#### [読解文]

===

病院やクリニックを運営している医師であると、ほとんどの人が節税を考えるようになります。何も対策を講じなければ多額の税金を支払うことになりますが、節税すれば多くのお金を手元に残せます。
このとき必須になるものが法人化です。開業医として個人で医療行為をしていたとしても、節税できることは非常に限られます。医療法人として法人化することにより、無駄な税金の支払いを少なくできるのです。
そのため、病院や個人クリニックを設立して軌道の乗った後、ほとんどの開業医が考えるものが医療法人化です。
ただ、医療法人を作るとはいってもどのように節税をすればいいのか理解している医師は少ないです。医療のスペシャリストであるものの、税務について詳しいわけではありません。そこで、医療法人が行える節税手法について解説していきます。
もくじ
医療法人化すれば経費の幅が増える
開業医が個人事業主として病院経営や個人クリニックを運営しているだけの状態であると、それだけで大きな損をすることになります。必ず法人化することを考えましょう。
- 飲み代を経費にする
- 学会の参加費を経費にする
- 診療に必要な機材購入費用を経費にする
これらについては、法人化していない個人事業主の立場であっても可能です。ただ、それ以上の節税になると医療法人化することが必須になると考えましょう。
病院経営や個人クリニック経営をしている医者が法人化した場合、以下のようなことが可能になります。
・親族へ役員報酬を支払える
医療法人の設立には理事が3人必要になります。理事長には、医師であるあなたが就任します。ただ、他の理事については特に医師である必要はありません。多くの場合、親や配偶者、子供などの親族を理事に置くケースが大半です。
この場合、配偶者や子供などの理事に対して役員報酬を支払うことができます。所得分散させるのは節税の代表例です。例えば、あなたに役員報酬を年間1,500万円支払う場合、手取り額は約1,000万円です。つまり、約500万円もの税金が発生します。

===

#### [対象データ]
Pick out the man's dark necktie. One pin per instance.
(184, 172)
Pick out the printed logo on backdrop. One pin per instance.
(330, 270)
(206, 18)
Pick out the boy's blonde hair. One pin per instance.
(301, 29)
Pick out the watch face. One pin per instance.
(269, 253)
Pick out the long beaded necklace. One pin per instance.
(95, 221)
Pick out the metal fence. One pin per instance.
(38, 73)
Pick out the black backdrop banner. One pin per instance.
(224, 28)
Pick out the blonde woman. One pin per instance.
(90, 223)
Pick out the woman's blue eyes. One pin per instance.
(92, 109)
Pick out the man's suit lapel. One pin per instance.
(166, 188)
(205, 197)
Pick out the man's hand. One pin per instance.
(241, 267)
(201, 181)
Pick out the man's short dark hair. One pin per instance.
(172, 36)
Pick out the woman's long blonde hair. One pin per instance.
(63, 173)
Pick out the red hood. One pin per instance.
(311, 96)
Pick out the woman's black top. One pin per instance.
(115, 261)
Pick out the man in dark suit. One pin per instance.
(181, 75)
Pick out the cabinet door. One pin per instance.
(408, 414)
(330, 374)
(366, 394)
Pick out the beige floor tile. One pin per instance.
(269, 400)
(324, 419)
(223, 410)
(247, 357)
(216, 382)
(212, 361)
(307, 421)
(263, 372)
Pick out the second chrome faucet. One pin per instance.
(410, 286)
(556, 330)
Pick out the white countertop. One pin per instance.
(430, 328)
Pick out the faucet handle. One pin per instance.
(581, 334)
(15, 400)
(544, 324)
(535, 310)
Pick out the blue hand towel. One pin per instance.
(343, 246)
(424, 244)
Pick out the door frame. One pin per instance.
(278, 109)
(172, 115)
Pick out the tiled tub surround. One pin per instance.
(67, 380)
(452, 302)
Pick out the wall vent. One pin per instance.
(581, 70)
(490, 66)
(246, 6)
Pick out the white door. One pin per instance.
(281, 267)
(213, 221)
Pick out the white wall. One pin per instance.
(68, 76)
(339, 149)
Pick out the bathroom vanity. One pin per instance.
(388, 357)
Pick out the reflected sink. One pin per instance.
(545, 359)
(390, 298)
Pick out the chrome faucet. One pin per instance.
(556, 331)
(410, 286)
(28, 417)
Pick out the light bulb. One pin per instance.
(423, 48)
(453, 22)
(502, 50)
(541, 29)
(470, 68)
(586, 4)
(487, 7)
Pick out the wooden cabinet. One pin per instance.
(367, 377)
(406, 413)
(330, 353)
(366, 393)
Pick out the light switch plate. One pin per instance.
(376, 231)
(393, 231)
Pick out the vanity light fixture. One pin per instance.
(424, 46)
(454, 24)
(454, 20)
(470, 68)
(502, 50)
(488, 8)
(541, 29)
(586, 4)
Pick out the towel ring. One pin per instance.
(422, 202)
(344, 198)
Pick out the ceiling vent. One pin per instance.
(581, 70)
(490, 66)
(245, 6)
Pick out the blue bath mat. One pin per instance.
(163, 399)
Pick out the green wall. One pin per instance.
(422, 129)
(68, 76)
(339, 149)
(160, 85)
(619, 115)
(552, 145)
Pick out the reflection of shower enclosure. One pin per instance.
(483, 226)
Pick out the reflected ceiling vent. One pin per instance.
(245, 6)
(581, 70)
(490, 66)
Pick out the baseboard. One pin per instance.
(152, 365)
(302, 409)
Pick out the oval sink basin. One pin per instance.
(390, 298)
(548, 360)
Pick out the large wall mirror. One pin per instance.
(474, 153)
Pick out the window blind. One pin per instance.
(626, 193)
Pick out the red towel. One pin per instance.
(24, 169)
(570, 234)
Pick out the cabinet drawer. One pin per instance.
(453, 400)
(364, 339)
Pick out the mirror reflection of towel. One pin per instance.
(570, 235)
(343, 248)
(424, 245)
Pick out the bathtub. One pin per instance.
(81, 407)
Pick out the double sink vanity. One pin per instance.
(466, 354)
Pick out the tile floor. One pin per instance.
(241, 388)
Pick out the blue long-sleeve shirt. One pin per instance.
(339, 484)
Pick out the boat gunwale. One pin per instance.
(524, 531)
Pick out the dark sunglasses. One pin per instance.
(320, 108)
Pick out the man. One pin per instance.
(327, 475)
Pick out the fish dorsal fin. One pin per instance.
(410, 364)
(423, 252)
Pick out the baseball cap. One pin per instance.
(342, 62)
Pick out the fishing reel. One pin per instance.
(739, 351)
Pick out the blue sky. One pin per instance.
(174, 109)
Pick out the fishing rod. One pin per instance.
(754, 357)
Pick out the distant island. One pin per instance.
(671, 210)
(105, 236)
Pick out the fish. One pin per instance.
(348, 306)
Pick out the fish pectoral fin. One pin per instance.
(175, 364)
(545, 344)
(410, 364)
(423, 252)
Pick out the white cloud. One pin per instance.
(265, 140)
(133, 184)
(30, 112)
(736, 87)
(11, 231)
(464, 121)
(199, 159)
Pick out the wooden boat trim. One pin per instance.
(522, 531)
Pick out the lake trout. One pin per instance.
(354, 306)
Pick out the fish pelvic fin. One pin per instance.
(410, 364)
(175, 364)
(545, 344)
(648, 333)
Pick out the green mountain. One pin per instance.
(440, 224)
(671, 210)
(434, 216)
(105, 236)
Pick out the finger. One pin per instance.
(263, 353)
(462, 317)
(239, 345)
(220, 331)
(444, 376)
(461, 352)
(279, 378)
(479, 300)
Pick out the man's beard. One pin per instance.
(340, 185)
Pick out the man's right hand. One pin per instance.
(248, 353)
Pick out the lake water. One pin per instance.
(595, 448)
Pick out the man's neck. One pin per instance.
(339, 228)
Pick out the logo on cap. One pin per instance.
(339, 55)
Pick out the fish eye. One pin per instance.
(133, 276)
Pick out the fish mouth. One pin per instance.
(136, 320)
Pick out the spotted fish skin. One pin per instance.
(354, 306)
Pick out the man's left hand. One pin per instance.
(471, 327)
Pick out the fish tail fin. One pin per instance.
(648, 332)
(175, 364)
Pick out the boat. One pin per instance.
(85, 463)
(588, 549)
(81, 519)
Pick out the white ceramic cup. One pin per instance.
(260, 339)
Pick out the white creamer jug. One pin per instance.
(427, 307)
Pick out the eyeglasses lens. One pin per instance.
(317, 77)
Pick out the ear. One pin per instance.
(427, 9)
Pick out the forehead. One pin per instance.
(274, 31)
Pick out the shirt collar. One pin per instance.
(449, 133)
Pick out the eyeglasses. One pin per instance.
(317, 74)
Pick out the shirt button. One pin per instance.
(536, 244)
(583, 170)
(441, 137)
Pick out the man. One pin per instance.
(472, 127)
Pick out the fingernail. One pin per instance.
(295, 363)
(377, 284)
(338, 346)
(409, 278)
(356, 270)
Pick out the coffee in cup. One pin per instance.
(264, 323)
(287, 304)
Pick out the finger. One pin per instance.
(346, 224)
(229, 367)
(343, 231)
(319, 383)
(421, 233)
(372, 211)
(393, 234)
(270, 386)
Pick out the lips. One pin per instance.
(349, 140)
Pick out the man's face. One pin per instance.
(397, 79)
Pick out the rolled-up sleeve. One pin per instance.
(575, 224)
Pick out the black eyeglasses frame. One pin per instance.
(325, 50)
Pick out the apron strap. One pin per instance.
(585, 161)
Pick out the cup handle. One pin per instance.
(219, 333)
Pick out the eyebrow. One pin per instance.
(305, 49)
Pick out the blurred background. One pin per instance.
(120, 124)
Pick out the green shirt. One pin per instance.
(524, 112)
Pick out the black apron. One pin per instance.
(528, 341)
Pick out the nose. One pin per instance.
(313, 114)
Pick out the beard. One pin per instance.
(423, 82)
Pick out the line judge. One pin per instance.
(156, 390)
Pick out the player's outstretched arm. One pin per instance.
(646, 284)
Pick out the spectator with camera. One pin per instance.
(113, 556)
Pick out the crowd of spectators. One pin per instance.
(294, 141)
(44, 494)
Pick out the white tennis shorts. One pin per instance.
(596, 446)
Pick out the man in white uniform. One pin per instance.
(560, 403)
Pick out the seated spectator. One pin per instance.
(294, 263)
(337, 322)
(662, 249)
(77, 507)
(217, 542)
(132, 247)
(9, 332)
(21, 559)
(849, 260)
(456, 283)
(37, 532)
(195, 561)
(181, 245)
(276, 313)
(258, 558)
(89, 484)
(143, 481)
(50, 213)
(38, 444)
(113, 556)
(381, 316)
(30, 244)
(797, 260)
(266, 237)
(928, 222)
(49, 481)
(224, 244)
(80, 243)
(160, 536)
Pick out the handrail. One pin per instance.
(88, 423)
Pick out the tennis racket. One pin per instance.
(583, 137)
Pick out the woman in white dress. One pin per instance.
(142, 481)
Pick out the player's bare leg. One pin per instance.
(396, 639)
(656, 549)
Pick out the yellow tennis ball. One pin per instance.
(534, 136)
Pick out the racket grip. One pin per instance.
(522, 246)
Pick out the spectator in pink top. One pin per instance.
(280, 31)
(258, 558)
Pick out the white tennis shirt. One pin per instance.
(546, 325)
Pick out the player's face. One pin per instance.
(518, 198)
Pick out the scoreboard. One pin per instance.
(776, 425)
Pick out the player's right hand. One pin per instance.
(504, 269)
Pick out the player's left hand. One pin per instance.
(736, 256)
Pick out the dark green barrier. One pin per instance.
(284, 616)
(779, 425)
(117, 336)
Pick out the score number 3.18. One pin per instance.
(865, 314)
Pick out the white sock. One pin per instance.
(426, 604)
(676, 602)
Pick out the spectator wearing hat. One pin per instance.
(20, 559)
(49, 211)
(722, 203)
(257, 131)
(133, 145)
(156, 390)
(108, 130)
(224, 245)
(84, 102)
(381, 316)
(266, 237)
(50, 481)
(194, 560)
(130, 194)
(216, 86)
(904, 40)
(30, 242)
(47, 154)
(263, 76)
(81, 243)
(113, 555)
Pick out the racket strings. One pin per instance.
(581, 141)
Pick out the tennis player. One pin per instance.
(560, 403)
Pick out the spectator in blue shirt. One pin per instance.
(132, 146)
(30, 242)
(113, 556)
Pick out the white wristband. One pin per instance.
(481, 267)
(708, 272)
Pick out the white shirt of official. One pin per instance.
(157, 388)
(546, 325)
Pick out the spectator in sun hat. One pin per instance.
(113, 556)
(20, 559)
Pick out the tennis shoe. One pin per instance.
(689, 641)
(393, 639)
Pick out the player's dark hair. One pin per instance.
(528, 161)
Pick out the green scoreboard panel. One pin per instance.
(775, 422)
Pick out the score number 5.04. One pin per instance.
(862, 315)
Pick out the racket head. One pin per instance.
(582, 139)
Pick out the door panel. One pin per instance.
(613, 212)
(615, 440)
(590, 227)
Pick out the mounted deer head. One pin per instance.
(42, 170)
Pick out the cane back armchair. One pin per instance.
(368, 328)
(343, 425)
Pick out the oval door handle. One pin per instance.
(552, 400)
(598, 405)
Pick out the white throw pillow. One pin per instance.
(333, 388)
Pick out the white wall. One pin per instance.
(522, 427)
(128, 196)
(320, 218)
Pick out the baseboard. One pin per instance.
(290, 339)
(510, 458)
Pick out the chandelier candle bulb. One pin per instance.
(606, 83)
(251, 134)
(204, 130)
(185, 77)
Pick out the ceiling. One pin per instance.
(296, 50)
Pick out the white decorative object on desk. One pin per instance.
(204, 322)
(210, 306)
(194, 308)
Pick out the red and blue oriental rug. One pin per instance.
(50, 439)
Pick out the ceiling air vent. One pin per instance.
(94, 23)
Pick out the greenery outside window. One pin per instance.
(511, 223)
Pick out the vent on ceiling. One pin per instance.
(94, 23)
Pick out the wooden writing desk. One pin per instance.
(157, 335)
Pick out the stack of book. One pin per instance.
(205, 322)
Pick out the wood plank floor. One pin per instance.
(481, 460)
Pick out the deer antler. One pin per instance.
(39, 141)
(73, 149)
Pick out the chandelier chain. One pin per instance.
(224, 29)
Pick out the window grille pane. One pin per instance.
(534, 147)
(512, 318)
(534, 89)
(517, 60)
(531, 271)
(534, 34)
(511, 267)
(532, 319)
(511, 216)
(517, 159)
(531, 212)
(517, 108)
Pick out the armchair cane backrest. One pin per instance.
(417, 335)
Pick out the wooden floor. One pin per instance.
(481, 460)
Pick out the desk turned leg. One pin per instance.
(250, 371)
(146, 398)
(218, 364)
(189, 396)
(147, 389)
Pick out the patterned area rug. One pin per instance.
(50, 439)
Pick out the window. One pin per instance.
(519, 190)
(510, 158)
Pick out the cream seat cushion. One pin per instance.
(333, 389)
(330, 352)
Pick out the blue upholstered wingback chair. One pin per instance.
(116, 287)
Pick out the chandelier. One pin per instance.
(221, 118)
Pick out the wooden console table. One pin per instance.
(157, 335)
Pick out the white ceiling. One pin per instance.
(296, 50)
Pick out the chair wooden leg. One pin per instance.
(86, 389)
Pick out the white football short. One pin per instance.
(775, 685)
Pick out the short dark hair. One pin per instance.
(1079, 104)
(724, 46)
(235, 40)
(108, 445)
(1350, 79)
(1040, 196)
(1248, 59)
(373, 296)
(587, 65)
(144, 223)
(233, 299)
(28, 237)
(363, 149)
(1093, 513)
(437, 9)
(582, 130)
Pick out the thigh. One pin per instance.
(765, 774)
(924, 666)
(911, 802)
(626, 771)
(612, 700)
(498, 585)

===

#### [やること]
医療法人の節税についての読解文で、法人化していない個人事業主の立場でも経費にできるとされているものをすべて挙げてください。

#### [回答]
- 飲み代
- 学会の参加費
- 診療に必要な機材購入費用